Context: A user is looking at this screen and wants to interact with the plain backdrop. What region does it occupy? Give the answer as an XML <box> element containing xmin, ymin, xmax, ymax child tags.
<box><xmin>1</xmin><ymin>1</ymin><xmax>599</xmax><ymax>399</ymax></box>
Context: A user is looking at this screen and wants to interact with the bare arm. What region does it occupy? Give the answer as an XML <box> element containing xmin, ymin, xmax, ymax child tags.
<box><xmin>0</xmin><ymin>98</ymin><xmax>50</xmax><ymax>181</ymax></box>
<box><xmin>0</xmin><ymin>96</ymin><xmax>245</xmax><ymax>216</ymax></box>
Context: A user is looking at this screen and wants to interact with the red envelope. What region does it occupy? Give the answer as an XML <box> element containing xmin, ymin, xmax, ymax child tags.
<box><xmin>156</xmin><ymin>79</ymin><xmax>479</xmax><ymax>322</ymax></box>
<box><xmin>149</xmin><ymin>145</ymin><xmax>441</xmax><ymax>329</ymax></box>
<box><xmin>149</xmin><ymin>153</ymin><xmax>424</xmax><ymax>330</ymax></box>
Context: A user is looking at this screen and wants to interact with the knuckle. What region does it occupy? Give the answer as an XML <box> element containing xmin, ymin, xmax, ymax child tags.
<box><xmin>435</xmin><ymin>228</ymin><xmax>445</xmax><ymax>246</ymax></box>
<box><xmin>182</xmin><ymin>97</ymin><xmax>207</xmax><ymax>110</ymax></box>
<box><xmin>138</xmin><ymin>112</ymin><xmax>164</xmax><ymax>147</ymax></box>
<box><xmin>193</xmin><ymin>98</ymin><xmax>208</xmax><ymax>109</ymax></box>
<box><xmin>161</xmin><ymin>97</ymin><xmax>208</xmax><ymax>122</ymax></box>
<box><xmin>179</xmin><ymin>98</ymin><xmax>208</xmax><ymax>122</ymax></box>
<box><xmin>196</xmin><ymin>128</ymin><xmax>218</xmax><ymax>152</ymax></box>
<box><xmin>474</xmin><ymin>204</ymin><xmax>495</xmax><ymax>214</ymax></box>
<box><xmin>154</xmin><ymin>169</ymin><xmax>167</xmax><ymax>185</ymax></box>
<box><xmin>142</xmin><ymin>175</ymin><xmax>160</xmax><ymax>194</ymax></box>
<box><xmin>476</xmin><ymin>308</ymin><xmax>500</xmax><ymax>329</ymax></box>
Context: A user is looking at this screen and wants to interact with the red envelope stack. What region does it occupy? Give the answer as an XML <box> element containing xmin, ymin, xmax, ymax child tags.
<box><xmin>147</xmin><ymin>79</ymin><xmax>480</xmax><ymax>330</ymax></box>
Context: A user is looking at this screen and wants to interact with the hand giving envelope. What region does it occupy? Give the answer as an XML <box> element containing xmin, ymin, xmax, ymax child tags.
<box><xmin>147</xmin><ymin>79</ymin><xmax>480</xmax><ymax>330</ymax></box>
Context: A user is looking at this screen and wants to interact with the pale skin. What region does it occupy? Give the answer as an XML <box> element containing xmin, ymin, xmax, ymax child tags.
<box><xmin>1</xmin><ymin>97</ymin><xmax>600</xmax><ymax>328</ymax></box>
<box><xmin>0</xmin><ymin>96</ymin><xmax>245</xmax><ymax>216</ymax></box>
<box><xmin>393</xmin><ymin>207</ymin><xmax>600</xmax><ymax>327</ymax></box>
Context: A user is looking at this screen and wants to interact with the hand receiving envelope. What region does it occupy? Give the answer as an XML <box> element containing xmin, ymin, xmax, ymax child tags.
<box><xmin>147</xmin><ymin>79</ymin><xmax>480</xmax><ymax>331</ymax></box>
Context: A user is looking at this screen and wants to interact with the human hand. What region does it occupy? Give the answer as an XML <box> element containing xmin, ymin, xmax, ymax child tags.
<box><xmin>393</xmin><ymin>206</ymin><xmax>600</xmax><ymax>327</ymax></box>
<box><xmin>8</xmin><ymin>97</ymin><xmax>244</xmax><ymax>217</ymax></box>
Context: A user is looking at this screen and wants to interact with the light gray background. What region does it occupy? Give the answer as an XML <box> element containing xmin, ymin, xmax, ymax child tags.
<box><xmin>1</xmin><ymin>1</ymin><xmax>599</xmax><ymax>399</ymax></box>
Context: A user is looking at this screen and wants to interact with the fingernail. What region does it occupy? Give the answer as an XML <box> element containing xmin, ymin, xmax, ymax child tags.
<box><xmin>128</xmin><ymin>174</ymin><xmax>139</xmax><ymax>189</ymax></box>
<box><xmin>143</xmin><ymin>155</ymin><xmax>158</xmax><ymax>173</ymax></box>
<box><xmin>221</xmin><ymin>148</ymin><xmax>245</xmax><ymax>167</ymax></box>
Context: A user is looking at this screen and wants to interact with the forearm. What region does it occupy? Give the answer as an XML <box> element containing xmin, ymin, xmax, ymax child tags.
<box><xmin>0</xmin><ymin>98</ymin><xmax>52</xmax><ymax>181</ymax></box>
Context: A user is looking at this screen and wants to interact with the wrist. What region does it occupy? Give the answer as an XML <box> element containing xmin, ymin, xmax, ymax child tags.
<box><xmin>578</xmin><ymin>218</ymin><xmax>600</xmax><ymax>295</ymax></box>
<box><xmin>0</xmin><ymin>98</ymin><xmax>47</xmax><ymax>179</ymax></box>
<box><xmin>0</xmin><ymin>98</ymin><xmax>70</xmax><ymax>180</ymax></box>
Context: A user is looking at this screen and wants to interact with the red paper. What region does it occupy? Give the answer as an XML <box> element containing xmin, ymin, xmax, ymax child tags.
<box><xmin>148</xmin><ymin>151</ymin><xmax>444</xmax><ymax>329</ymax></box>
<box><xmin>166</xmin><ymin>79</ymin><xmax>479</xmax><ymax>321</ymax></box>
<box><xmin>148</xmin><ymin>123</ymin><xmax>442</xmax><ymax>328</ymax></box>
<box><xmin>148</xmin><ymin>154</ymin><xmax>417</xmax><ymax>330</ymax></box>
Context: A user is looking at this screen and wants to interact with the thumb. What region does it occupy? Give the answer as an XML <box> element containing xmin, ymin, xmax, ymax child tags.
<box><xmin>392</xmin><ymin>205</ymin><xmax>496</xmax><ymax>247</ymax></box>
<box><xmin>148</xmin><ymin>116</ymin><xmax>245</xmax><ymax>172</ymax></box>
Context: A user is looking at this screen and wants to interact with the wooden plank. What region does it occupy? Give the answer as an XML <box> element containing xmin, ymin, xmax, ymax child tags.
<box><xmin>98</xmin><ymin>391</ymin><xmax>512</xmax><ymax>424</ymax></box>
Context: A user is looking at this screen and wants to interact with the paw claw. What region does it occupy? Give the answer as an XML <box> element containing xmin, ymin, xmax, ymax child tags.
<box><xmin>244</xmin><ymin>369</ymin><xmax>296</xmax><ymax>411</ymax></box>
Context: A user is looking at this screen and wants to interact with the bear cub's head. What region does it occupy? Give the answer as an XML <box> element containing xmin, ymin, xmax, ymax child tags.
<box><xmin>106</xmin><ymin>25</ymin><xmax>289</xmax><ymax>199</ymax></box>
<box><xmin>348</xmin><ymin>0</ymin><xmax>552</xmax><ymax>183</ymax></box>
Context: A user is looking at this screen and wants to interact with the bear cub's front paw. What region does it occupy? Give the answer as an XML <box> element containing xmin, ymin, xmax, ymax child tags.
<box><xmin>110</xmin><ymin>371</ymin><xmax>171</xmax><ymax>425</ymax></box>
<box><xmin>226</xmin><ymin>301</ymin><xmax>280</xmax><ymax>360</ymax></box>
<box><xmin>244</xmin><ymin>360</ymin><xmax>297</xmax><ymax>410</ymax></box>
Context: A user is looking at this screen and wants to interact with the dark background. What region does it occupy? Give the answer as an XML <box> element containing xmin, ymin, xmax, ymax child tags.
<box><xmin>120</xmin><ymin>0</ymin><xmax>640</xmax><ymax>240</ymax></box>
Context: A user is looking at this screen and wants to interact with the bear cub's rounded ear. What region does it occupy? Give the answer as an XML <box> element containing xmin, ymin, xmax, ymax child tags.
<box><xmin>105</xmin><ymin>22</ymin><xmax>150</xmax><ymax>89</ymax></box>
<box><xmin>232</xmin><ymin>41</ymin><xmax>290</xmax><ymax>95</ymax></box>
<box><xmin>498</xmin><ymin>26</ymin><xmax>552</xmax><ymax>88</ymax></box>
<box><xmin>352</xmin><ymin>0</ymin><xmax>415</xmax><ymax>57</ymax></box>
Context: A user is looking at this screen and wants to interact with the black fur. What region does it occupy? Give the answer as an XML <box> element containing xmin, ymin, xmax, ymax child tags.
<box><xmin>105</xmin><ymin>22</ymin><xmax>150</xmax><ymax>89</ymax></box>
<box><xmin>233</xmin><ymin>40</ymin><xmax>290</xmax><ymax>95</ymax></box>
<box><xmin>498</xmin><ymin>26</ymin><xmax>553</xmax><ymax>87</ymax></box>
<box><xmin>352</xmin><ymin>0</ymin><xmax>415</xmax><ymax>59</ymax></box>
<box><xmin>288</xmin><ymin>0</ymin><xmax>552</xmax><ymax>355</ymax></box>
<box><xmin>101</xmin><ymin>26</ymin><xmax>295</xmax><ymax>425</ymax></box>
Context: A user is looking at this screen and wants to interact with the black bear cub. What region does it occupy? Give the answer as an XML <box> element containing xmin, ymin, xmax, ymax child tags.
============================================================
[To do]: Write out exactly the final stretch of the listing above, beginning at the line that contains "with the dark" and ending at its last line, with nothing added.

[Answer below]:
Context: A user is looking at this screen and wants to interact with the dark background. What region does it occupy? Give the answer as an XML <box> element containing xmin, ymin, xmax, ymax child tags.
<box><xmin>120</xmin><ymin>0</ymin><xmax>640</xmax><ymax>240</ymax></box>
Context: A user is looking at this screen and wants to interact with the bear cub's rounded ear. What region does it occupy? Give the answer as an XML <box> element containing xmin, ymin, xmax, ymax child tags.
<box><xmin>105</xmin><ymin>22</ymin><xmax>150</xmax><ymax>89</ymax></box>
<box><xmin>232</xmin><ymin>41</ymin><xmax>290</xmax><ymax>95</ymax></box>
<box><xmin>498</xmin><ymin>26</ymin><xmax>552</xmax><ymax>88</ymax></box>
<box><xmin>352</xmin><ymin>0</ymin><xmax>415</xmax><ymax>57</ymax></box>
Context: A user is looking at this screen and wants to interact with the black fur. What region does it occupy? Give the answer as an XML <box> element containing xmin, ymin, xmax, ymax child tags.
<box><xmin>105</xmin><ymin>22</ymin><xmax>150</xmax><ymax>89</ymax></box>
<box><xmin>233</xmin><ymin>40</ymin><xmax>290</xmax><ymax>95</ymax></box>
<box><xmin>498</xmin><ymin>26</ymin><xmax>553</xmax><ymax>87</ymax></box>
<box><xmin>352</xmin><ymin>0</ymin><xmax>415</xmax><ymax>59</ymax></box>
<box><xmin>288</xmin><ymin>0</ymin><xmax>552</xmax><ymax>355</ymax></box>
<box><xmin>101</xmin><ymin>26</ymin><xmax>295</xmax><ymax>425</ymax></box>
Context: A user is looking at this screen and wants to interact with the black bear cub. What region does it occupy? Give the answer as an XML <box> element containing xmin, ymin, xmax, ymax child tags.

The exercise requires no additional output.